• Work task: Can you copy, word for word, the stretch of the LuxonLink text below from "1. Vector search" through "to page 12."?

• Reading text:
When LuxonLink generates an answer:

  1. Vector search retrieves top-N matching chunks with their metadata.
  2. The LLM generates an answer using the chunk content.
  3. We extract the metadata and format it as a clickable citation.
  4. Users click the citation and see the exact source (PDF page, DOCX section, etc.).

No guessing. Every answer is traceable to its source document and location.

Example: A user asks "What's our PTO policy?" LuxonLink returns: "You accrue 15 days annually" with a citation: HR_Handbook_2026.pdf, page 12. Clicking opens the PDF to page 12.

Conditional OCR

Why Not OCR Everything?

Running OCR on every document is slow and wastes resources. Most PDFs already contain searchable text.

LuxonLink's OCR Logic

  1. When a PDF is ingested, we extract text directly.
  2. If the extracted text has fewer than ~50 words, we flag it as likely scanned.
  3. Only then do we apply OCR to extract text from images.
  4. The extracted text is indexed like any other content.

Result: Fast indexing for most documents, accurate text extraction when needed.

Example: A signed contract PDF (scanned) is uploaded. LuxonLink detects <10 words, runs OCR, extracts the contract text, and indexes it. A native-text policy PDF skips OCR entirely.

Updates, Deletions & Re-Indexing

How We Track Changes

LuxonLink monitors your document sources (file shares, cloud storage) for changes:

  • File added: New file is indexed automatically.
  • File modified: We detect the change via file hash, delete old chunks, re-index the new version.

• Data shown:
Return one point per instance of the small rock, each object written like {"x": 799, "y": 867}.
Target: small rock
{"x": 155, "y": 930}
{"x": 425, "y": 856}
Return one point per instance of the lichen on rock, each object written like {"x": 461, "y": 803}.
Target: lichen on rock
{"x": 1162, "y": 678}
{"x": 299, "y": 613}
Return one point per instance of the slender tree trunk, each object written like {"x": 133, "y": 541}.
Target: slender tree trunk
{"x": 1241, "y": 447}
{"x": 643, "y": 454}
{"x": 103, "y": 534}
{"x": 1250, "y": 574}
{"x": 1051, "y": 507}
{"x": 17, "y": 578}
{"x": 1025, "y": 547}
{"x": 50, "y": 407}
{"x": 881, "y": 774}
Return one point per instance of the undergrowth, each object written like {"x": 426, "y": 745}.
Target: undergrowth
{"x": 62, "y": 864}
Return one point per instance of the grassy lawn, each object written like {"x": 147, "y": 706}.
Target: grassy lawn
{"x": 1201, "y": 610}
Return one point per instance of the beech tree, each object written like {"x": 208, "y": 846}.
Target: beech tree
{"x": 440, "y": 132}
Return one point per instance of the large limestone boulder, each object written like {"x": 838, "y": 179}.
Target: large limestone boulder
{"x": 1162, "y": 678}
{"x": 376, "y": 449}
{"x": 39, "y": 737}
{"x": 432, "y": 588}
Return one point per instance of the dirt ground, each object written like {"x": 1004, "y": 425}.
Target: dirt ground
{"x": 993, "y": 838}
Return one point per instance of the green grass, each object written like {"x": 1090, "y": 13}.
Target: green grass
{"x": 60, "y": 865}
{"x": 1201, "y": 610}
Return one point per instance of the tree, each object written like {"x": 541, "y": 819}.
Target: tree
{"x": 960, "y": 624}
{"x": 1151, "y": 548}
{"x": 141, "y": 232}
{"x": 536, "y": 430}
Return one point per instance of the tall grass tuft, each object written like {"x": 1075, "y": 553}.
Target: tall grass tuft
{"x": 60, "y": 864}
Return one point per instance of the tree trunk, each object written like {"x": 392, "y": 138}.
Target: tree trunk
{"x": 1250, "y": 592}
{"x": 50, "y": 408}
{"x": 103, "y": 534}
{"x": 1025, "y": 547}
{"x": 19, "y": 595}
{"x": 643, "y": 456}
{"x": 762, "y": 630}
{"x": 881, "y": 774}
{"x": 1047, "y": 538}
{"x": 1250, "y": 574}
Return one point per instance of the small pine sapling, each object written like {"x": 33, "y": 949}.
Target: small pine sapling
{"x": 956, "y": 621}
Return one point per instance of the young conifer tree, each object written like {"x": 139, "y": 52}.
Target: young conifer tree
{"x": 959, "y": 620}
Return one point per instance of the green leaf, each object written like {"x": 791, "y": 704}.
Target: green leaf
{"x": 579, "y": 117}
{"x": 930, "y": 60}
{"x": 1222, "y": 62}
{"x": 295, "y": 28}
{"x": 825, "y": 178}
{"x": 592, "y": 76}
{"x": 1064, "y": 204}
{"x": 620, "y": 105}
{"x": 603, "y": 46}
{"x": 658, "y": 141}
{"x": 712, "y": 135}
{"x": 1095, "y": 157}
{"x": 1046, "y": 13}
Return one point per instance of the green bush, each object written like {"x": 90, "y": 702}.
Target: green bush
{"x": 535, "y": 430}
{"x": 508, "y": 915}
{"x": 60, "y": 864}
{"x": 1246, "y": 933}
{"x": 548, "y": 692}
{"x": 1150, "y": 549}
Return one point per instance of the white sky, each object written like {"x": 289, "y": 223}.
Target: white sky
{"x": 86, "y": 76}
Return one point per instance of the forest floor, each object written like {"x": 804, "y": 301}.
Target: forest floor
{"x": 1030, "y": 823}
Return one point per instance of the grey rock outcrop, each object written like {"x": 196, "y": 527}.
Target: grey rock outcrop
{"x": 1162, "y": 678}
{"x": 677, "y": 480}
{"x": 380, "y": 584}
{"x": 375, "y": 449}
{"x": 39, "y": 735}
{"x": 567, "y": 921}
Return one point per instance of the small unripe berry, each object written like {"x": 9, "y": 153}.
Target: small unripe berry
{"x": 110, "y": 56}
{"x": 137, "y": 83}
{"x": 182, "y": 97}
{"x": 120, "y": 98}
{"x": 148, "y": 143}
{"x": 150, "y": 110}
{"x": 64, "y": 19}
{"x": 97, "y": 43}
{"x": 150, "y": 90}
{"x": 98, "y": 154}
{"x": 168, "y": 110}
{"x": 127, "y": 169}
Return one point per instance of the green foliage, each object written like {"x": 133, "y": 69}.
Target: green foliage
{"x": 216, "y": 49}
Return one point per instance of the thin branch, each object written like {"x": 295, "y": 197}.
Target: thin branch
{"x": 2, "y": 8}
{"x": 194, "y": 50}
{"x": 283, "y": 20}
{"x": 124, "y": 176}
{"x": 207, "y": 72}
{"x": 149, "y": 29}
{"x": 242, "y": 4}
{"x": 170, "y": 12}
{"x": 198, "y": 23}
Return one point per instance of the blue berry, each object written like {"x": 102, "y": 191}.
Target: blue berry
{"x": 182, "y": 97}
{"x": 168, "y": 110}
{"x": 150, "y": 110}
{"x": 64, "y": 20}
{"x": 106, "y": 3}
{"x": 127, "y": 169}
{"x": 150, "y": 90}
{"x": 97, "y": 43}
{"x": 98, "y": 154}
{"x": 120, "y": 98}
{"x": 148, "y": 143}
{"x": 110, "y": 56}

• Output for this task:
1. Vector search retrieves top-N matching chunks with their metadata.
  2. The LLM generates an answer using the chunk content.
  3. We extract the metadata and format it as a clickable citation.
  4. Users click the citation and see the exact source (PDF page, DOCX section, etc.).

No guessing. Every answer is traceable to its source document and location.

Example: A user asks "What's our PTO policy?" LuxonLink returns: "You accrue 15 days annually" with a citation: HR_Handbook_2026.pdf, page 12. Clicking opens the PDF to page 12.